Given task:
Please retype the entries from the first line through the line containing "pixel 126 235", including that line, and leave the pictures out of your answer.

......

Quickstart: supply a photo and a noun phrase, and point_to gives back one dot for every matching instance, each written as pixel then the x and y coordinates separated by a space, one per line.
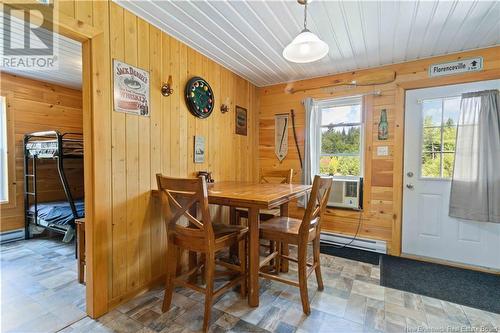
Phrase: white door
pixel 431 116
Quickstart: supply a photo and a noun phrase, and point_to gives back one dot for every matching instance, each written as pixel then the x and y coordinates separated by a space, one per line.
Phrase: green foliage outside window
pixel 344 143
pixel 435 150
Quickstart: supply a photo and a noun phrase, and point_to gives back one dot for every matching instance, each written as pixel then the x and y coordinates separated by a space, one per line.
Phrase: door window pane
pixel 431 139
pixel 439 130
pixel 431 165
pixel 432 112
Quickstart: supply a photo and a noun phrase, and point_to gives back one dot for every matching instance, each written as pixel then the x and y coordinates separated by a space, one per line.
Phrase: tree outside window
pixel 341 138
pixel 439 130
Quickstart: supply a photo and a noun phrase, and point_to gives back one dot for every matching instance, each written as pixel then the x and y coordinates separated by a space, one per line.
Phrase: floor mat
pixel 471 288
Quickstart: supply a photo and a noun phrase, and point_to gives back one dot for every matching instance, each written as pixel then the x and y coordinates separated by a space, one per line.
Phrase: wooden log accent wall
pixel 381 218
pixel 38 106
pixel 126 235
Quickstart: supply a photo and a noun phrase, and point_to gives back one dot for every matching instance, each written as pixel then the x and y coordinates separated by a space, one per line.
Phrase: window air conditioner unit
pixel 347 192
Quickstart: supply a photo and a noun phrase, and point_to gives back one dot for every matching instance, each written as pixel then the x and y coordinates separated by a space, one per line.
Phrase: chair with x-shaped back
pixel 183 198
pixel 287 230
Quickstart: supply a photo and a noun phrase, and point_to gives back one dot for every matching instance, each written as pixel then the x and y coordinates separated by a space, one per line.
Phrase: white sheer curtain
pixel 312 139
pixel 475 187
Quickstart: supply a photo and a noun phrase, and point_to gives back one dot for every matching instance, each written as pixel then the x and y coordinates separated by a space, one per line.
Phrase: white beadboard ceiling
pixel 68 52
pixel 248 36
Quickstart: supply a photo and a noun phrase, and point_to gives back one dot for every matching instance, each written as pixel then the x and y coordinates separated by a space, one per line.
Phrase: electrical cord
pixel 352 239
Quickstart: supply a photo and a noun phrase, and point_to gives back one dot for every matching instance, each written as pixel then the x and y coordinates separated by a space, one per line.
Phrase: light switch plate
pixel 382 151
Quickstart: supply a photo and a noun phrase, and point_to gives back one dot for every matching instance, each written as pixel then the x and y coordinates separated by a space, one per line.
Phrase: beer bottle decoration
pixel 383 126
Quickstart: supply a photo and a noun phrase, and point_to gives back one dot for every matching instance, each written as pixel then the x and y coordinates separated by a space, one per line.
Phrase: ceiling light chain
pixel 305 16
pixel 306 47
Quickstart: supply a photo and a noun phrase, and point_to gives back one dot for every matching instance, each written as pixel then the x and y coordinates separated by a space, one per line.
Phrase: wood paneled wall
pixel 126 234
pixel 381 218
pixel 38 106
pixel 142 147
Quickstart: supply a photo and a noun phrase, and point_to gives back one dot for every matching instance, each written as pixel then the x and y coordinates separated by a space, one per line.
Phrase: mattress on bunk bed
pixel 48 148
pixel 58 213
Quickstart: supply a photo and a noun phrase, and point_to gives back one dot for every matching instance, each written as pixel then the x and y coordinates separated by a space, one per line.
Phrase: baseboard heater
pixel 366 244
pixel 11 236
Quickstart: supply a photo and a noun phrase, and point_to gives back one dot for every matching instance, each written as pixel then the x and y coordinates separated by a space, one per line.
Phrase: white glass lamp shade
pixel 304 48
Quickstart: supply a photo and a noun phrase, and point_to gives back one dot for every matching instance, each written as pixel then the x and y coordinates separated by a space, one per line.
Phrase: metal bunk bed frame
pixel 31 191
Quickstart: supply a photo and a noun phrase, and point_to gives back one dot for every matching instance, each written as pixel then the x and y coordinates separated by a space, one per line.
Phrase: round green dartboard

......

Result:
Quickstart: supply a photo and a noun phrase, and point_to gives back one dot for every matching instance, each written as pixel then the x and y coordinates separated by a space, one per line.
Phrase: white door
pixel 431 116
Quickstart: supply a photo and a noun phrase, and point_to gives back one dot for every matching instance, each written as pixel then the x and y coordinates separated by a space, one per line.
Phrase: green foliage outside window
pixel 344 143
pixel 435 150
Quickstart: supply a photo and a noun phrase, and point_to gives back one dot for every matching instance, each written as pixel then the x and y coordinates separated by a space, one per line.
Phrase: door window pane
pixel 431 139
pixel 439 130
pixel 431 165
pixel 432 112
Quickstart: supply a photo and a noun phrase, and point_to gives back one dot for every matching instance, each written as pixel then the x and y coordinates separated by a space, one per line.
Phrase: tree outside window
pixel 341 138
pixel 439 130
Quickstart: supply a photo and a noun phrase, and point_to gives back one dot for every matching instance, each written as pixel then the x and y coordinates separated by a space, one per line.
Phrase: floor mat
pixel 471 288
Quickstart: supply a photo and a noun phrase, and point_to gives back one dot for every matching instance, each written as pixel then the x and y coordinates separated by a space, one per line.
Phrase: wooden log accent wall
pixel 381 218
pixel 38 106
pixel 126 235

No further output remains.